• _About this exercise_: Go through the records and set each one down exactly, skipping any picture.

Start of Block

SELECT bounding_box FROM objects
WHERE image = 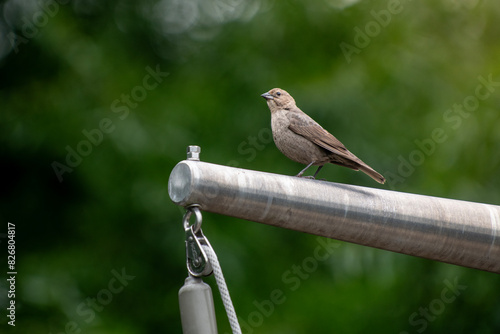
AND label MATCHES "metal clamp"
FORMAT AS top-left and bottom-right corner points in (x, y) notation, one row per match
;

End of Block

• _Task output_:
SELECT bounding_box FROM objects
WHERE image = 
AND label MATCHES "metal clamp"
FORMAT AS top-left and bottom-right corner points in (x, y) notation, one row per match
;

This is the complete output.